**TÂCHE DEMANDÉE 1:**
D'après le texte, de quel nom Pierre Messmer signe-t-il l'ordre de mission rédigé avec Jean Simon ?

Quittant sa terre après la défaite de 1870, le grand-père de Pierre Messmer s’était réfugié à Paris pour échapper à l’occupation prussienne. Son petit-fils, à travers une éducation rigoureuse, est formé par ses parents dans l’idée que, dans la vie, rien n’est acquis que par l’effort. Après de solides études secondaires, avide de vastes horizons, il accède à ce qui était encore l’École coloniale. Il en sort à temps, en 1937, pour revêtir l’uniforme, qu’il ne quittera qu’en 1945. Tandis qu’au seuil de la guerre, rien ne le distingue des jeunes officiers de sa génération, c’est en pleine débâcle, le 17 juin 1940, je dis bien le 17, et non le 18, qu’il entre sans préavis et de plain-pied dans l’Histoire. Ce jour-là, en effet, comme toute la France, écrasée par le désastre, éparpillée sur les routes, il entend le vieillard étoilé qui sollicite l’armistice. Je l’imagine, à la fin du repas qu’il partage avec quelques autres jeunes lieutenants, dans un village de l’Allier, écoutant, médusé, la radio qui diffuse l’allocution du maréchal Pétain. Et voilà qu’aussitôt, je dis bien aussitôt, il décide avec son camarade Jean Simon d’échapper à la spirale de la défaite pour gagner tout endroit « où le combat fait signe », comme dit la chanson. Ainsi, avant même l’appel que Charles de Gaulle lancera de Londres le lendemain, 18 juin, et que du reste ils n’entendront ni l’un ni l’autre, ils prennent le large, entrant dans l’illégalité avec un ordre de mission rédigé par leurs soins, et signé par Messmer du nom de Canrobert. Ainsi, à un maréchal qui renonce, le jeune homme oppose un autre maréchal, héros de la conquête de l’Algérie et de la guerre de Crimée. À moto d’abord, puis en auto-stop et finalement en train, les voici qui gagnent Marseille et, dans le désordre qui y règne, ayant abandonné leurs uniformes pour des vêtements civils, recherchent un embarquement pour l’Afrique du Nord ou, mieux, la Grande-Bretagne. Se battre est leur idée fixe.

**DONNÉES FOURNIES:**
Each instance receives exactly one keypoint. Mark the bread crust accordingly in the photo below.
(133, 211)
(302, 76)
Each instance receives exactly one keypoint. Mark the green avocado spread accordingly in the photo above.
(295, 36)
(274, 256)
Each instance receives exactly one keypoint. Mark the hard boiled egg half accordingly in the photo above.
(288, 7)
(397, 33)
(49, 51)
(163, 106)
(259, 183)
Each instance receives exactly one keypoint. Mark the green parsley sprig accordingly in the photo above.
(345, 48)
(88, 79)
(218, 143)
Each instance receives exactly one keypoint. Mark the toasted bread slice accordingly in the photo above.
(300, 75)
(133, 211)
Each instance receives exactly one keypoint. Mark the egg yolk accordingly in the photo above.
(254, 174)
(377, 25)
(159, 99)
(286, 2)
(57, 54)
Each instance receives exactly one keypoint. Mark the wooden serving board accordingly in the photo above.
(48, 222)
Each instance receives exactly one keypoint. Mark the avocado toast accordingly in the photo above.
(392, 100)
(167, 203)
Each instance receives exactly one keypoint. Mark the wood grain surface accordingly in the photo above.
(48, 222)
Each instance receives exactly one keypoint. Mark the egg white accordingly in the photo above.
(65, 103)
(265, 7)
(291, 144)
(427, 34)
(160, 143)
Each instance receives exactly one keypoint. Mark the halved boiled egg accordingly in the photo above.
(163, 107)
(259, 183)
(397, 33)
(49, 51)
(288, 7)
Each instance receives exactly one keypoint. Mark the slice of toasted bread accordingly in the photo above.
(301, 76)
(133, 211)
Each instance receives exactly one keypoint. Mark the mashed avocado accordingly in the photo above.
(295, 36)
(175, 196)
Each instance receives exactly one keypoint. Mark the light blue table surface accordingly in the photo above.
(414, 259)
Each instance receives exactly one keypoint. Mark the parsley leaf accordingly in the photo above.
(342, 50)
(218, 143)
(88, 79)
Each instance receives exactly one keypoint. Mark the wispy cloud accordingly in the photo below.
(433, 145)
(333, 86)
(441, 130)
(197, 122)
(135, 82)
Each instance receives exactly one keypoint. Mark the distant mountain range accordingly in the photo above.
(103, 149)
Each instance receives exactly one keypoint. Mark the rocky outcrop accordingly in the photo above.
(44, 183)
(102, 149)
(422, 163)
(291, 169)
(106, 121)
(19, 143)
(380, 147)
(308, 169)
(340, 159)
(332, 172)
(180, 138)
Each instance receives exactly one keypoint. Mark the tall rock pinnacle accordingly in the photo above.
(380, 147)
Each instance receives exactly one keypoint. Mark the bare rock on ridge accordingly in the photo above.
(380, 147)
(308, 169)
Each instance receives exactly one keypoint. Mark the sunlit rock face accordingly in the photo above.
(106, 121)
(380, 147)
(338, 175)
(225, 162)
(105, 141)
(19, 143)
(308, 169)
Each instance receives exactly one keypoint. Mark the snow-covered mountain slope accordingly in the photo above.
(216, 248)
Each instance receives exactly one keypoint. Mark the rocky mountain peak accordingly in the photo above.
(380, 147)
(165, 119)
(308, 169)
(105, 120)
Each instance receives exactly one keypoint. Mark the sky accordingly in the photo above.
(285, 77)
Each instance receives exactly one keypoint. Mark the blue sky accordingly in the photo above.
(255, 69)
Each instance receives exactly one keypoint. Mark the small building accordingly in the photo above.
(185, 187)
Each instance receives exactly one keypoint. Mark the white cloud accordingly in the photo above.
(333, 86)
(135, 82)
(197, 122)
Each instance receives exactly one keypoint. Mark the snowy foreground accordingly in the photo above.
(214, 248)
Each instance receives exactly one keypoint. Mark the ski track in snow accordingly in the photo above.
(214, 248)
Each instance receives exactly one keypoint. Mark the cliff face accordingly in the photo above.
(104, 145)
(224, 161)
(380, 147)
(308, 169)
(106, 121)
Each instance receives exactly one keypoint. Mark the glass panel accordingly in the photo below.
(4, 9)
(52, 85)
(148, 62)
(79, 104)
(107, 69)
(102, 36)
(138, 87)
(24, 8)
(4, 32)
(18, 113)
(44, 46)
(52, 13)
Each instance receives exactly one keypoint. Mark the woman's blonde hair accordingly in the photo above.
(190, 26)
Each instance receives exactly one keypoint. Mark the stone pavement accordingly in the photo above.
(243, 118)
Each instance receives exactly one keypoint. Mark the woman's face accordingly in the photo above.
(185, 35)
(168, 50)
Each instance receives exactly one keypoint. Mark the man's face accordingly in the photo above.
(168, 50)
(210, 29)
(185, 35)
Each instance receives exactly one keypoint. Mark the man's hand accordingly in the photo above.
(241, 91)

**TÂCHE DEMANDÉE 2:**
Recopiez les lignes de données, de celle qui contient « Each instance receives exactly one keypoint. Mark the stone » jusqu'à la dernière, consignes comprises, en augmentant de 19 chaque coordonnée des réponses.

**RÉPONSE COMPLÈTE 1:**
Il le signe du nom de Canrobert.

**RÉPONSE COMPLÈTE 2:**
Each instance receives exactly one keypoint. Mark the stone pavement accordingly in the photo above.
(262, 137)
Each instance receives exactly one keypoint. Mark the woman's face accordingly in the photo above.
(204, 54)
(187, 69)
Each instance receives exactly one keypoint. Mark the man's face accordingly in the photo above.
(187, 69)
(229, 48)
(204, 54)
Each instance receives exactly one keypoint. Mark the man's hand accordingly in the photo above.
(260, 110)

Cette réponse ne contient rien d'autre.